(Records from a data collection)
-- -- --

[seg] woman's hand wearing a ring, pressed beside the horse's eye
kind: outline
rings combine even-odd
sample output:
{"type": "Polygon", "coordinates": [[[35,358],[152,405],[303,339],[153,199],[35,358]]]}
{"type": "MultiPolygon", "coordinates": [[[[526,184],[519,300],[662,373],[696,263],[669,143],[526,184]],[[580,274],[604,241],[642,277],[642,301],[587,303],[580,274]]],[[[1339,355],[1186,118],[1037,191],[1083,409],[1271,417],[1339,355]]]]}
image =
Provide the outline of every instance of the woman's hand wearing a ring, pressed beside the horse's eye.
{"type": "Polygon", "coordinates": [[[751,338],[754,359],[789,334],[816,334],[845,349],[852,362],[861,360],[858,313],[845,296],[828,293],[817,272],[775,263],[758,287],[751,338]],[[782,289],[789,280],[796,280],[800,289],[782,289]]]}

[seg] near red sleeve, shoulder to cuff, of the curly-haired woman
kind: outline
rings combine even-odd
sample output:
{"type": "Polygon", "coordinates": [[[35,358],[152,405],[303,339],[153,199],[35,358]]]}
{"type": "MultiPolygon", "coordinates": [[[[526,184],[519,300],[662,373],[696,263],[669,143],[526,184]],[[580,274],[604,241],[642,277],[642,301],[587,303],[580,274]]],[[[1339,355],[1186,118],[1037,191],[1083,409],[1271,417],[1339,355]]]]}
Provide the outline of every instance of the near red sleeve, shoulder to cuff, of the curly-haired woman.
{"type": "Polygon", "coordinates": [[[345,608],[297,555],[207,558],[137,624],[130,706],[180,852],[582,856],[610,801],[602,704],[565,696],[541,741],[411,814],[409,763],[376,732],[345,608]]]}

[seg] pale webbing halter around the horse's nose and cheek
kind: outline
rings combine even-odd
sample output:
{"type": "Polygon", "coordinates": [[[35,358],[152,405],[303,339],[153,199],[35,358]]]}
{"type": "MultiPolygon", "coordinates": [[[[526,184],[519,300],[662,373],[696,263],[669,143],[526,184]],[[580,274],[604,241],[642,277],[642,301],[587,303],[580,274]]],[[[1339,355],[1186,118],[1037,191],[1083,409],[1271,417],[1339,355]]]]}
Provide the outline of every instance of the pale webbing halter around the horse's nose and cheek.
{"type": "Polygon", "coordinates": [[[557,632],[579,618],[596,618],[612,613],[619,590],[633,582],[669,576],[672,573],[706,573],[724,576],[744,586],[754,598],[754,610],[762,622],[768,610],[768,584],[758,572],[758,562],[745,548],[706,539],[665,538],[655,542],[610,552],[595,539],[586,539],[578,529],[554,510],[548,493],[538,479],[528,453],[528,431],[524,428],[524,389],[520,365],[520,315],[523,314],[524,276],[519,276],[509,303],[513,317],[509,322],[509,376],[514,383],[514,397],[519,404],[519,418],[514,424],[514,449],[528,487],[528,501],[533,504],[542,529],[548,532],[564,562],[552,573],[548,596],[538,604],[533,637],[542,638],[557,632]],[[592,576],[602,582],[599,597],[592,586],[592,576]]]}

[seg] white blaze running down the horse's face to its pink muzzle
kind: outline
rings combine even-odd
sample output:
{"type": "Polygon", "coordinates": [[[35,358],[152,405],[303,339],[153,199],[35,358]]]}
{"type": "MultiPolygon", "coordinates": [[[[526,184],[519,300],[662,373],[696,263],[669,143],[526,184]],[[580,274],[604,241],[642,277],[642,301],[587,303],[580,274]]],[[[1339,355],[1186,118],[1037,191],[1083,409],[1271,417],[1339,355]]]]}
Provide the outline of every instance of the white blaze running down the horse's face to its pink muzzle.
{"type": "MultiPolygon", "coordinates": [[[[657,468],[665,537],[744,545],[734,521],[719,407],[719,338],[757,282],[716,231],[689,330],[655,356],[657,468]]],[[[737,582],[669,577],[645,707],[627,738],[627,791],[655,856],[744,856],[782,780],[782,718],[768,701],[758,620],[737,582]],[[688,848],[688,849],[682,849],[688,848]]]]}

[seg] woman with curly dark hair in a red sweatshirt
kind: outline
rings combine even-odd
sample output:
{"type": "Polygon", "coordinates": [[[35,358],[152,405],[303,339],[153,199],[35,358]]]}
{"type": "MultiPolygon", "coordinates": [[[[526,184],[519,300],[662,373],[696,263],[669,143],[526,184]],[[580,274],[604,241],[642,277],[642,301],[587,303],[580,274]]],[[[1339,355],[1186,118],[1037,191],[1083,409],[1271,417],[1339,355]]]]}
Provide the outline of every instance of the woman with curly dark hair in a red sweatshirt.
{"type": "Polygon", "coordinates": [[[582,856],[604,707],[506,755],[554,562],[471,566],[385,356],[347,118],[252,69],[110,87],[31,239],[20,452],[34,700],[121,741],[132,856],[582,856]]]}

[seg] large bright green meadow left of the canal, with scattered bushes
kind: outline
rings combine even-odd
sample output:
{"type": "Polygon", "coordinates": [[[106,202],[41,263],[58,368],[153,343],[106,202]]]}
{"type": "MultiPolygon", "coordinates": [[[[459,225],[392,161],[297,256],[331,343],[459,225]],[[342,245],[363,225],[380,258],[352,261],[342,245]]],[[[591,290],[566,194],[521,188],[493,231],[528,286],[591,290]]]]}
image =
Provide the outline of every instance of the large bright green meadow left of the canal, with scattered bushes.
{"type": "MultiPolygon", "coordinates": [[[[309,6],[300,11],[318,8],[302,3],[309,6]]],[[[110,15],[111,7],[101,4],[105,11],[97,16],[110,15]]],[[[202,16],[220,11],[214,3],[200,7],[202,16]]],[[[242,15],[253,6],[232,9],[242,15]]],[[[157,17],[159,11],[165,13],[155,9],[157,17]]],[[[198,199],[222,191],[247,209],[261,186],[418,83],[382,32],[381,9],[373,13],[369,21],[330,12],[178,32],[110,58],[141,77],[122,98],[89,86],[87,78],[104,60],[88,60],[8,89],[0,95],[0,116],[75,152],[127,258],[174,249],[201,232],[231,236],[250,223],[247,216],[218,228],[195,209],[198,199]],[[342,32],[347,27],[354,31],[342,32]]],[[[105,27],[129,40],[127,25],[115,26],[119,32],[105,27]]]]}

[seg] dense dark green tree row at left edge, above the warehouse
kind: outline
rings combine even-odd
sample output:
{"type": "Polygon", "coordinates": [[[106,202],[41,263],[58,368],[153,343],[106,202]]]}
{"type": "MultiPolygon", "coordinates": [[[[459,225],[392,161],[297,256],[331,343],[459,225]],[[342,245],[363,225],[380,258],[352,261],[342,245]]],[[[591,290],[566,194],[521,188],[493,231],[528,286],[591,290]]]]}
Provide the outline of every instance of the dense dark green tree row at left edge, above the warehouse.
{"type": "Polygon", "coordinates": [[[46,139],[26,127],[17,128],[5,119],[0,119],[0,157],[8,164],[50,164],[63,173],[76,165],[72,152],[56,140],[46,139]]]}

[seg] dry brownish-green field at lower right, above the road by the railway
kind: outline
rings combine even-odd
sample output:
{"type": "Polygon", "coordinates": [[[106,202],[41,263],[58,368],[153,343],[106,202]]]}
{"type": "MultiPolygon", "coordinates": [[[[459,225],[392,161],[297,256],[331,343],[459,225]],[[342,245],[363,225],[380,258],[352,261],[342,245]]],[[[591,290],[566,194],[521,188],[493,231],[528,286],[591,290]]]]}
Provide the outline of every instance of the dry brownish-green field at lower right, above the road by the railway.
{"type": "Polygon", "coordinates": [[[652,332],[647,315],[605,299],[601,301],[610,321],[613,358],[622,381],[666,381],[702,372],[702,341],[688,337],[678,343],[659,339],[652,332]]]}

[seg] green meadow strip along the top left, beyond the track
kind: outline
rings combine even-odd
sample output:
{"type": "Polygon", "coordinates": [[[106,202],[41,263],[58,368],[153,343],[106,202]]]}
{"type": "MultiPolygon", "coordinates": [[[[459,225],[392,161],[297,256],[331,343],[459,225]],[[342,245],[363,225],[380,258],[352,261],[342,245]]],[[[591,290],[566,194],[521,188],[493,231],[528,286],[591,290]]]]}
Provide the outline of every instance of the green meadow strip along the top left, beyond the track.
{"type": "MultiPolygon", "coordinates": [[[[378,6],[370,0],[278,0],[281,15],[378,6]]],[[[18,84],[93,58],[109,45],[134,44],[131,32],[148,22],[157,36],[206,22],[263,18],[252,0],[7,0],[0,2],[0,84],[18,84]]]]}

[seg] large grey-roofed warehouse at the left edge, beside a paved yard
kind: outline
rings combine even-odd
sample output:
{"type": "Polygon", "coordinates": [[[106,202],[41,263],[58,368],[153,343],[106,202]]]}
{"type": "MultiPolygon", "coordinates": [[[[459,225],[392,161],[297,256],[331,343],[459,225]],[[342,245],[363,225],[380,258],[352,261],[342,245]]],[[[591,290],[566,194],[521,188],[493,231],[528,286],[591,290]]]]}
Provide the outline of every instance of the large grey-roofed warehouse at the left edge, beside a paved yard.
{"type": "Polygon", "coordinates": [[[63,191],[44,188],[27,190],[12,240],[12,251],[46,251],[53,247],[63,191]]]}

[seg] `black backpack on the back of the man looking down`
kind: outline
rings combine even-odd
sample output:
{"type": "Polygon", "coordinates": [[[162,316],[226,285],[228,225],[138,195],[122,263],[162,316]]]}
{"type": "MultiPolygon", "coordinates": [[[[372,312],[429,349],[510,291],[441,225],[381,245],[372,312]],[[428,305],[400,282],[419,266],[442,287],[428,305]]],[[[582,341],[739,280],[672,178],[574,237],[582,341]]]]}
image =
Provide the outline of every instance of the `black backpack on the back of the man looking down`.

-- -- --

**What to produce:**
Search the records for the word "backpack". Copy every line that has it.

**Task solution:**
[seg] `black backpack on the back of the man looking down`
Provide the outline of every instance of the `black backpack on the back of the man looking down`.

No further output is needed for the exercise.